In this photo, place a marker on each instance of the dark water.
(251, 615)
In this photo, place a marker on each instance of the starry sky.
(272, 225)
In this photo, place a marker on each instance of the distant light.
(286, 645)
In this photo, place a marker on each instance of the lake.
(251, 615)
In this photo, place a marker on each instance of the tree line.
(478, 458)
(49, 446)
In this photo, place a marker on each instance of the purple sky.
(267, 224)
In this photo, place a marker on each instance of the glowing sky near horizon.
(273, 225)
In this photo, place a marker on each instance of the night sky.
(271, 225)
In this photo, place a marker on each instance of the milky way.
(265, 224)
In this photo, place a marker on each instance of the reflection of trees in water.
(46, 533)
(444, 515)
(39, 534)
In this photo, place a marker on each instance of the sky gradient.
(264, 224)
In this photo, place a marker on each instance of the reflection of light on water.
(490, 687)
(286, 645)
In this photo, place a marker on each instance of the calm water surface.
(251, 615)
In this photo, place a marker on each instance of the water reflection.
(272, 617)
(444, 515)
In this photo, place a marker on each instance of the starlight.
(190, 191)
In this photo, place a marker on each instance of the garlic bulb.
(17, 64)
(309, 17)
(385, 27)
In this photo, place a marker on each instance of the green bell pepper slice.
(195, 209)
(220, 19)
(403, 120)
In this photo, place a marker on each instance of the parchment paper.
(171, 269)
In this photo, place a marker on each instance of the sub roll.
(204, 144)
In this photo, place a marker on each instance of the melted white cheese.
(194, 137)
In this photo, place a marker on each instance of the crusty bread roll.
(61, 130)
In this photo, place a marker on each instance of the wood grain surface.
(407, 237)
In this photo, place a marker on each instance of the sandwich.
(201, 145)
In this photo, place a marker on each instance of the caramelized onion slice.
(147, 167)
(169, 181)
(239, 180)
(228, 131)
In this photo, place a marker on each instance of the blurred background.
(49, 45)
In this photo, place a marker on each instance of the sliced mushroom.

**TASK DESCRIPTION**
Copy out everything from the line containing "caramelized onion slice." down to the end of the material, requests included, and shift every answer coordinate by adding -52 to each number.

**WRITTEN SOLUTION**
In this photo, place a marker on each instance of the caramelized onion slice.
(95, 115)
(117, 129)
(187, 128)
(176, 79)
In this photo, place a marker on each instance of the blurred background.
(-3, -7)
In this photo, place a marker on each instance of the sliced mushroom.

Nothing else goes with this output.